[Location annotation dataset excerpts]
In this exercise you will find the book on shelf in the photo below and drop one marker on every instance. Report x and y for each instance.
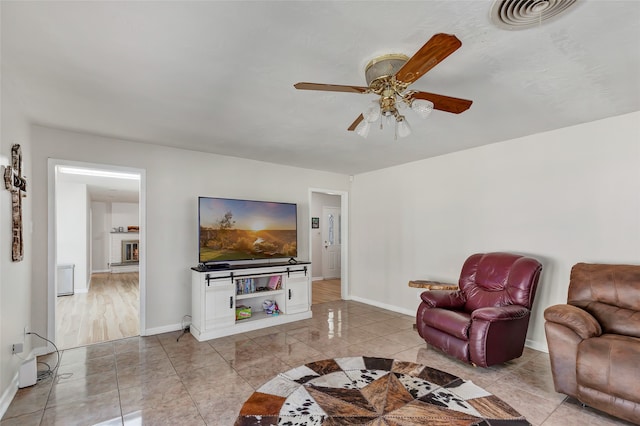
(275, 282)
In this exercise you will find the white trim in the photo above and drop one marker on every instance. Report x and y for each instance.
(163, 329)
(344, 253)
(51, 244)
(8, 394)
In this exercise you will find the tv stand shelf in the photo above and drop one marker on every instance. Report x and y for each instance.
(217, 292)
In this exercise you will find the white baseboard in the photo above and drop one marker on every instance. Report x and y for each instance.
(8, 394)
(164, 329)
(532, 344)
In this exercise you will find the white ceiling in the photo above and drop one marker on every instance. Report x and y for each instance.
(217, 76)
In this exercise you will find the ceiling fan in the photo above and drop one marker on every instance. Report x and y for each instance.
(389, 76)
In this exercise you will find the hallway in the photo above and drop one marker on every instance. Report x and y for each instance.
(109, 311)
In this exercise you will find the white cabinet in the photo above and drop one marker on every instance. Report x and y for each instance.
(216, 295)
(297, 294)
(219, 308)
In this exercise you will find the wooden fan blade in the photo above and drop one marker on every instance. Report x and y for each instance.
(355, 123)
(431, 54)
(444, 103)
(331, 87)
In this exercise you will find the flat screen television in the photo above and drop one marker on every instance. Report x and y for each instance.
(236, 230)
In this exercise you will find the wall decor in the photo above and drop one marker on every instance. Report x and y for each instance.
(17, 185)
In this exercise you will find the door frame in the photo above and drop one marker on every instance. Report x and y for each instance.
(51, 237)
(344, 253)
(323, 226)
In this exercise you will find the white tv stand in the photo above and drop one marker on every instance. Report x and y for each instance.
(215, 293)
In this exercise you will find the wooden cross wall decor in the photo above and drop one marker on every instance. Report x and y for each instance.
(17, 184)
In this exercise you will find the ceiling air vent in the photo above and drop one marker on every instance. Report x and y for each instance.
(522, 14)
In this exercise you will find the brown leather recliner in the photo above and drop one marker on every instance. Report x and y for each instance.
(594, 339)
(485, 321)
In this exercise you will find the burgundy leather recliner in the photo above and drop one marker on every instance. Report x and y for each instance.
(485, 321)
(594, 339)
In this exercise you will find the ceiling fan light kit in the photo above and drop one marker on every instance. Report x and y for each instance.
(389, 76)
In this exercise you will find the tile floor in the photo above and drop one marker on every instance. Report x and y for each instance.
(158, 380)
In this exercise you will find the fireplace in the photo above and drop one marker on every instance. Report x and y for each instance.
(129, 251)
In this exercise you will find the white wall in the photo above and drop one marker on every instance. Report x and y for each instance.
(174, 180)
(15, 277)
(125, 214)
(565, 196)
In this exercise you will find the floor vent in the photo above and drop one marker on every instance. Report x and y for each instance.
(522, 14)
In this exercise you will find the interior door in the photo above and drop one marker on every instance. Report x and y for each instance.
(331, 242)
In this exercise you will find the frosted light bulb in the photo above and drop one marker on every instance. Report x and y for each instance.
(402, 127)
(372, 113)
(362, 129)
(422, 107)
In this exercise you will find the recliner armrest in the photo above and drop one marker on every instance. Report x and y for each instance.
(443, 299)
(500, 313)
(580, 321)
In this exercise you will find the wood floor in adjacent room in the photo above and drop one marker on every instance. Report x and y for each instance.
(109, 311)
(323, 291)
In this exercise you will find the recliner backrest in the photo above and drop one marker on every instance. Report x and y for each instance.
(499, 279)
(611, 293)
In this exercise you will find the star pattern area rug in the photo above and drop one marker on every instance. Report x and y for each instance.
(376, 392)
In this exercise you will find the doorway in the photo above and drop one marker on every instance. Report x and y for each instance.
(95, 212)
(328, 245)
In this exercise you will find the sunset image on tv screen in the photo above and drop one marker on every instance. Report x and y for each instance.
(242, 229)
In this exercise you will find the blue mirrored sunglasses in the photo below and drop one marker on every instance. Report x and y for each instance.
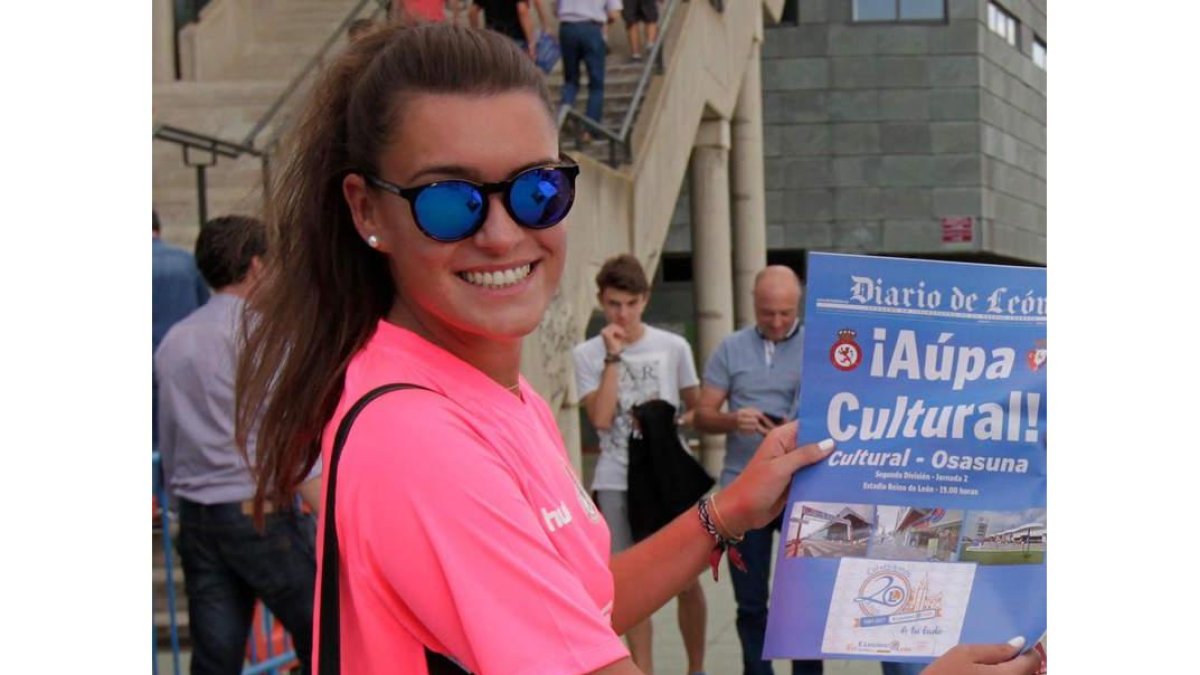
(451, 210)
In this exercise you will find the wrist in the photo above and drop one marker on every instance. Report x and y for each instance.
(727, 529)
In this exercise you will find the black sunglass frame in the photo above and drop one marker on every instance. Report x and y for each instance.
(565, 165)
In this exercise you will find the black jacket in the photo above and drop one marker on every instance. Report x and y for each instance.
(664, 478)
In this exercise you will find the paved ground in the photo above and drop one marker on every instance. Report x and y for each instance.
(724, 653)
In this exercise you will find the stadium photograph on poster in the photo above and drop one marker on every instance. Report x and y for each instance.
(828, 530)
(916, 533)
(1001, 537)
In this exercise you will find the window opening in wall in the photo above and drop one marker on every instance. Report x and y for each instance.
(791, 13)
(899, 10)
(1039, 53)
(1002, 23)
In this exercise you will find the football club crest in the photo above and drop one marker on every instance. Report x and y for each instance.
(845, 353)
(1037, 356)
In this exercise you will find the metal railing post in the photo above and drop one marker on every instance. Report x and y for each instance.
(202, 195)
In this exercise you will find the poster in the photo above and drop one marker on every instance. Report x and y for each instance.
(927, 526)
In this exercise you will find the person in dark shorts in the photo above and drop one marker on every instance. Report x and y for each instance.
(639, 12)
(510, 18)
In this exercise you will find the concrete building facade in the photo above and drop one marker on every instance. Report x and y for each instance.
(913, 127)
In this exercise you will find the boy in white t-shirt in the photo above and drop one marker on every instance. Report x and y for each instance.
(630, 363)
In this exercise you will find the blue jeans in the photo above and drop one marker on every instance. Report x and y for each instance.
(583, 40)
(894, 668)
(751, 590)
(227, 563)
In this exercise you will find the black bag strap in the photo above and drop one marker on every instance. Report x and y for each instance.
(329, 650)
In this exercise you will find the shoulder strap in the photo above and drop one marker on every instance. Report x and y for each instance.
(329, 649)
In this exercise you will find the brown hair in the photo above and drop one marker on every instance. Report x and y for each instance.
(327, 290)
(623, 273)
(226, 248)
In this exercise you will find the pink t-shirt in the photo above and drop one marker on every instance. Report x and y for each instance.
(427, 10)
(462, 525)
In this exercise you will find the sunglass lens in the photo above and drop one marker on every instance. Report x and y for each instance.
(449, 210)
(541, 197)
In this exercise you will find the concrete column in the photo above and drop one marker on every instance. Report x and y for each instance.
(749, 190)
(712, 257)
(163, 40)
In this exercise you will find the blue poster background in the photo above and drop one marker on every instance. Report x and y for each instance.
(913, 322)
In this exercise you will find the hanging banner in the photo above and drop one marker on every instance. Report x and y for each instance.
(927, 526)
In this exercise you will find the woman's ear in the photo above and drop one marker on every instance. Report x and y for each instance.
(364, 211)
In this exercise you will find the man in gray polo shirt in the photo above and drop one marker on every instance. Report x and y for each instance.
(227, 562)
(757, 370)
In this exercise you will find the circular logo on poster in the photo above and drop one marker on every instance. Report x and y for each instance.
(846, 354)
(883, 592)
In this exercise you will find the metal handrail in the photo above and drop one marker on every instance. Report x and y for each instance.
(621, 138)
(190, 139)
(652, 63)
(198, 141)
(313, 63)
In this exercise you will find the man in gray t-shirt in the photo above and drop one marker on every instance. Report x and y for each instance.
(227, 561)
(631, 363)
(757, 371)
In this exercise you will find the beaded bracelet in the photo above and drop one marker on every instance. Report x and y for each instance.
(721, 543)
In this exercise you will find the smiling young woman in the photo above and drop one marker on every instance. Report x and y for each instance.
(417, 238)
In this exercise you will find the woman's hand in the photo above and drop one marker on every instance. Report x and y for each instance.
(987, 659)
(759, 495)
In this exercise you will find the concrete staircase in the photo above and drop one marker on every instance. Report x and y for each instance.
(237, 60)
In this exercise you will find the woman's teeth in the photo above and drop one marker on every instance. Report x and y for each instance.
(498, 279)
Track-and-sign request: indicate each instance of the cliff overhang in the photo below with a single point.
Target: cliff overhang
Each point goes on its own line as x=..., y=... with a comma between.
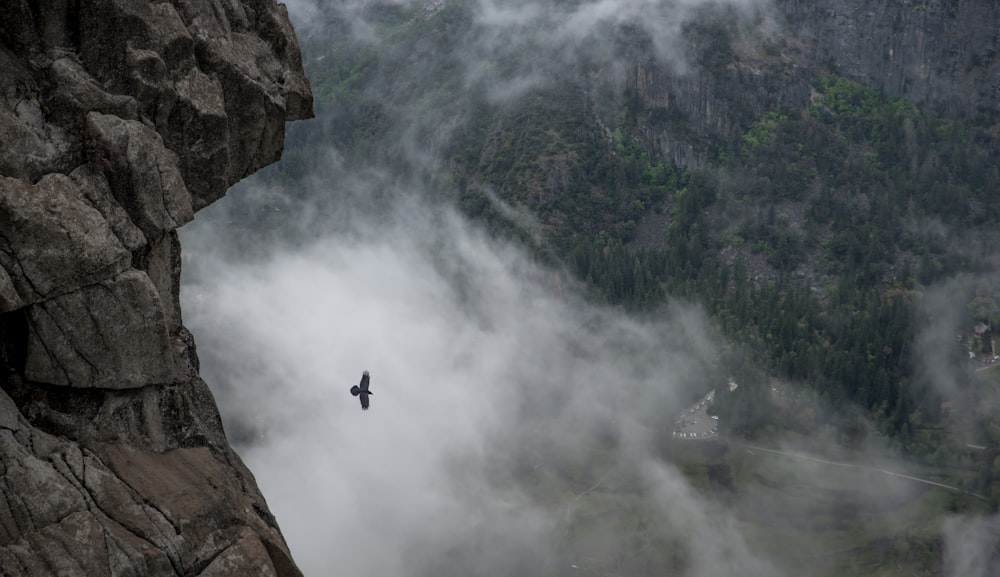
x=119, y=120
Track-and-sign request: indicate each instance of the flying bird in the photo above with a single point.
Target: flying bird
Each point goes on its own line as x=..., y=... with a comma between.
x=362, y=391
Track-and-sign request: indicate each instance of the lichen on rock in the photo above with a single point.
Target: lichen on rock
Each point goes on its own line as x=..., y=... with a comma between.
x=120, y=119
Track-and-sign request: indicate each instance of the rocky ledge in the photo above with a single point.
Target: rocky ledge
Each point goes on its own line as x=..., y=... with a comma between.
x=118, y=120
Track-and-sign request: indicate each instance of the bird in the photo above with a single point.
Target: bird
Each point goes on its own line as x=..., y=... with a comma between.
x=362, y=391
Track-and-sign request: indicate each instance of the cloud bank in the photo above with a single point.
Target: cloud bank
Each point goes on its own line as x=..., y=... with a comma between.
x=482, y=363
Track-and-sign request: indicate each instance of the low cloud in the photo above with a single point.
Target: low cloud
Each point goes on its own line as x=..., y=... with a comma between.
x=482, y=365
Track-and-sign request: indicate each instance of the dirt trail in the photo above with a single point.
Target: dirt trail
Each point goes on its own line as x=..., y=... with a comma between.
x=865, y=467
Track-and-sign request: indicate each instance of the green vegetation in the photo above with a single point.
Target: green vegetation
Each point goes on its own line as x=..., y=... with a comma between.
x=811, y=236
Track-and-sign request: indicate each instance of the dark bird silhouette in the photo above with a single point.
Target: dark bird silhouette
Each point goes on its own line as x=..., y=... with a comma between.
x=362, y=391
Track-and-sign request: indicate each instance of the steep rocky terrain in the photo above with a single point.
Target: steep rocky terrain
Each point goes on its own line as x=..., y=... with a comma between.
x=118, y=120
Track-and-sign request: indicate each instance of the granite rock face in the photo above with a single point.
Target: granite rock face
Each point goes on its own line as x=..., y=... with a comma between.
x=118, y=120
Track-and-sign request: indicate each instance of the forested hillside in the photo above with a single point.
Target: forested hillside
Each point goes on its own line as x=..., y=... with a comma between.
x=822, y=181
x=809, y=217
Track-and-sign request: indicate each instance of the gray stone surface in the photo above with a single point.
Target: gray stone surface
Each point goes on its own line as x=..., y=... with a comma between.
x=119, y=118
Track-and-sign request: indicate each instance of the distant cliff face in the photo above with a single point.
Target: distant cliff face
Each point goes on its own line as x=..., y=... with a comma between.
x=118, y=120
x=941, y=53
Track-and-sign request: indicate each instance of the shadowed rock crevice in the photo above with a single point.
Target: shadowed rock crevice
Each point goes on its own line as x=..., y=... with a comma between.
x=120, y=119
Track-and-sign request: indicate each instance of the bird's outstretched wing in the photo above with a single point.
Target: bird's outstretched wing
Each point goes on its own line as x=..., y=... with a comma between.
x=362, y=391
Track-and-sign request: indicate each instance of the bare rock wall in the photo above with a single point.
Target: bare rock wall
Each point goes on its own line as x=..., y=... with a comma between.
x=118, y=120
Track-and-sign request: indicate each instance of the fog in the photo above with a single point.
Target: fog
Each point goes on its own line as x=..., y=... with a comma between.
x=480, y=364
x=492, y=374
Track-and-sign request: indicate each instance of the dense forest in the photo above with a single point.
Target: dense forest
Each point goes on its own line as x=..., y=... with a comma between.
x=818, y=228
x=810, y=236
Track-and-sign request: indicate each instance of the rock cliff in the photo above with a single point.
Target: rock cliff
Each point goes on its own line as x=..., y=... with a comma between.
x=118, y=120
x=944, y=54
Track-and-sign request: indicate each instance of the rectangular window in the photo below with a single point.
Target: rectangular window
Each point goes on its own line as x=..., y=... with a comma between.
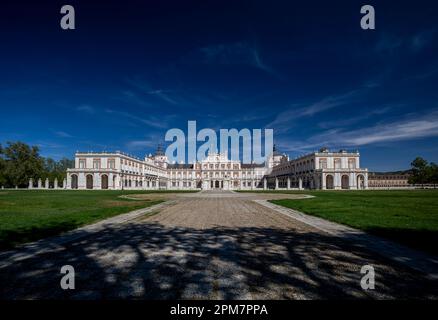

WORK TO COMPLETE -
Return every line of the listing above that holds the word "leather".

SOLUTION BELOW -
In this exercise you will find the brown leather recliner in the photo above and drop one marker on every instance. Report x and y for each instance.
In this exercise you will find the burgundy leather recliner in the photo above and drop one marker on every instance. Report x and y for each instance.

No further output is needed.